Required action A
Which numbers appear in the blog post on Foreign Service Officers' Iraq assignments after the heading "Affairs of State"? List every one.
Required action B
Could you pick up the blog post on Foreign Service Officers' Iraq assignments and continue it past its final sentence?

Source extract
::::::::::
Saturday, November 03, 2007


Affairs of State

This past week witnessed a staged media event, on Halloween no less, covering what really scares a self-selected group of disgruntled US State Department Foreign Service Officers (FSO).

As reported by MSNBC, FSO’s were invited to a media circus, for the apparent purpose of eliciting sound-bite worthy objections to a new State Dept. policy, requiring a small number of mandatory FSO assignments to Iraq to cover shortfalls in volunteers for posting.

The shortfall started at around 48, is now down to 33 thanks to 15 recent volunteers. Otherwise, the media framed event surely musty have achieved the organizer’s implicit intent, evidenced by this quote heard ‘round the blogosphere:
"It's one thing if someone believes in what's going on over there and volunteers, but it's another thing to send someone over there on a forced assignment," [Senior FSO Jack] Crotty said. "I'm sorry, but basically that's a potential death sentence and you know it. Who will raise our children if we are dead or seriously wounded?"
::::::::::
Provided data
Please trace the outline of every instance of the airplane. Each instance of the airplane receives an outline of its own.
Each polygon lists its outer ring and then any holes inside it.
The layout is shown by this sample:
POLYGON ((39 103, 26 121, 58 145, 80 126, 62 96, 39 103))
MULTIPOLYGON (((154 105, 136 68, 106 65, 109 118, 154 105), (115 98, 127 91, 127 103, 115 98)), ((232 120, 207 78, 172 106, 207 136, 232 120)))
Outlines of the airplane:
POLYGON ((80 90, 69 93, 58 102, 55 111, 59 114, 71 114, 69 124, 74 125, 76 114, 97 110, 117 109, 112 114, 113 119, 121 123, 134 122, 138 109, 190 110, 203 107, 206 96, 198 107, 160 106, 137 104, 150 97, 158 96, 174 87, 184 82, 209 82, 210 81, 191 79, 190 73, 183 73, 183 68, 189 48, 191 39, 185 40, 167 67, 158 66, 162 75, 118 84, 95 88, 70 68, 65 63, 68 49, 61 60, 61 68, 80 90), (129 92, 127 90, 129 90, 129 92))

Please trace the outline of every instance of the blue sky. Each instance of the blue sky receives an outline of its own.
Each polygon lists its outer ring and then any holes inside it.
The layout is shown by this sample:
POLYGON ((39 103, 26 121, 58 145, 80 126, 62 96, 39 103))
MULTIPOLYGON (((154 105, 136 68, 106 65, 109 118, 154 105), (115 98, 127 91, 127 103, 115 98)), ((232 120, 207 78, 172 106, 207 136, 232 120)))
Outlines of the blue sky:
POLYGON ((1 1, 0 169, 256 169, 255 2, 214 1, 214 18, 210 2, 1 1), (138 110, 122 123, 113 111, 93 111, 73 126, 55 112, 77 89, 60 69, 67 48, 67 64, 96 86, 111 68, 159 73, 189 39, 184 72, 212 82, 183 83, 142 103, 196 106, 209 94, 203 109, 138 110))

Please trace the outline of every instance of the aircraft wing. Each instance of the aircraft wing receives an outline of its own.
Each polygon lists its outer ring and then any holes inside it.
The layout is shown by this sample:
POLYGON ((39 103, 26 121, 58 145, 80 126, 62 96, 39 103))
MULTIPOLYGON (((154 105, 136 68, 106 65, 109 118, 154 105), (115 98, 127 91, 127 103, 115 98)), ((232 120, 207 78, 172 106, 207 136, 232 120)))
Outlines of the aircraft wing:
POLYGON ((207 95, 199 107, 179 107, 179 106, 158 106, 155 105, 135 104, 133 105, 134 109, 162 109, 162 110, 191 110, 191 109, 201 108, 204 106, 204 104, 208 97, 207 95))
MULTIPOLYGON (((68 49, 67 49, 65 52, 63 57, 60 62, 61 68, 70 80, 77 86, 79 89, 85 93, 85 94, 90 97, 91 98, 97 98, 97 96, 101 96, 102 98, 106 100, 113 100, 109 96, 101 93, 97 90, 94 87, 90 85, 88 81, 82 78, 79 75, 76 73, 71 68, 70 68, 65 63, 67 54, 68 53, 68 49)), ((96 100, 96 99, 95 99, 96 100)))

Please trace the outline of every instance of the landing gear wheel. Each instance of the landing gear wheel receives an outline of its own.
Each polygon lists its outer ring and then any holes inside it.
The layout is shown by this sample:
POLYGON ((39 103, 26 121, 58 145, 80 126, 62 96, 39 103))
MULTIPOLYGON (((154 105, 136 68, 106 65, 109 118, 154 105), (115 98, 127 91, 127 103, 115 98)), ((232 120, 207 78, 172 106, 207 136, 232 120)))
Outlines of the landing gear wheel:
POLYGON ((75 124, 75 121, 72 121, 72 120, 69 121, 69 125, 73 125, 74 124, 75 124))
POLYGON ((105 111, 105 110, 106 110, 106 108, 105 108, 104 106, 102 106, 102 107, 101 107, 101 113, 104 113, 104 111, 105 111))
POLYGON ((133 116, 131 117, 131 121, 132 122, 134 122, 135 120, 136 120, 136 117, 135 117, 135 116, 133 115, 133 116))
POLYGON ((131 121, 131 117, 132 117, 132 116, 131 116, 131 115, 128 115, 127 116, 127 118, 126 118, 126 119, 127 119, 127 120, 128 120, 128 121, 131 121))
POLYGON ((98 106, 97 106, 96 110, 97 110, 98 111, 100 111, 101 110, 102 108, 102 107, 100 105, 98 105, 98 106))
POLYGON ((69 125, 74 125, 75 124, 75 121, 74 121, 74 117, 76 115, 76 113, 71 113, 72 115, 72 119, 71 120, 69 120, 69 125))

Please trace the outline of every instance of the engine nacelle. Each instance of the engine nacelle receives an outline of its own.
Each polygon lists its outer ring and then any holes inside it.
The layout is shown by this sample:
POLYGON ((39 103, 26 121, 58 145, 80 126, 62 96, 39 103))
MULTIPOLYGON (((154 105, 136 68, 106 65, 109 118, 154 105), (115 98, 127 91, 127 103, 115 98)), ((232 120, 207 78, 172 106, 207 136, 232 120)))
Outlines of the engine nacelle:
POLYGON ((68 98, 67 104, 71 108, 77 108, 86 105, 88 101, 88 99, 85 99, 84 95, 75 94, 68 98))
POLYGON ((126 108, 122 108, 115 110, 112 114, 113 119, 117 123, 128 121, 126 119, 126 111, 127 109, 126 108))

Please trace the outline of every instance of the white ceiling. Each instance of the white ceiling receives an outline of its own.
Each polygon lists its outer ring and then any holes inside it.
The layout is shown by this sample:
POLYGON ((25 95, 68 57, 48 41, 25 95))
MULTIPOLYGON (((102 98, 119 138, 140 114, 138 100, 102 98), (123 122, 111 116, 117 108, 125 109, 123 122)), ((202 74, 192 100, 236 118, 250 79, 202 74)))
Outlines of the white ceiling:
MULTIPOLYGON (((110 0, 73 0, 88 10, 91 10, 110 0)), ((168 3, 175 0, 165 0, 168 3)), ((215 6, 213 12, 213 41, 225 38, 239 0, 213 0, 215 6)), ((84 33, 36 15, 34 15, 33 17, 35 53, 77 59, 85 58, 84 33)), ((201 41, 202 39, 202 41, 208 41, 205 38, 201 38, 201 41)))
::::::::::
Answer area A
48, 33, 15

Answer area B
One online community reacted predictably, with calls by latex spittle and others of the pajama-clad to call for US diplomats to be withdrawn from Iraq. (Would it be impolite to suggest that the anti-war opposition grows ever more desperate to find any tattered shred of despair, with which to cloak the obvious, emerging success of our efforts in Iraq?)

Another online community reacts with experience of a different kind of foreign service, yet with a good appreciation of the role of the FSO, resulting in excellent discussion at MILBLOGS here, here, and here.

All in all, I'm not sure an assignment in Iraq is really that much more dangerous than one to Columbia, Peru, almost anywhere in the Middle East, Thailand, Burma, or large parts of Africa.

Fact is, this event signifies nothing more than politicizing by FSOs who are democrat leaning or otherwise against the war. Yet another example of the internal war against the war against this Administration, waged by bureaucracies in CIA and State.

Being a US diplomat ANYWHERE automatically makes you a target for kidnapping, assassination, not to consider any other of a number of risk factors, health and disease wise.

I remember when the UK equivalent of NSA trying to unionize in the 80's (I have the coffee mug). Margaret Thatcher put it in these terms. Go ahead and organize. We'll toss your sorry arses out the gates.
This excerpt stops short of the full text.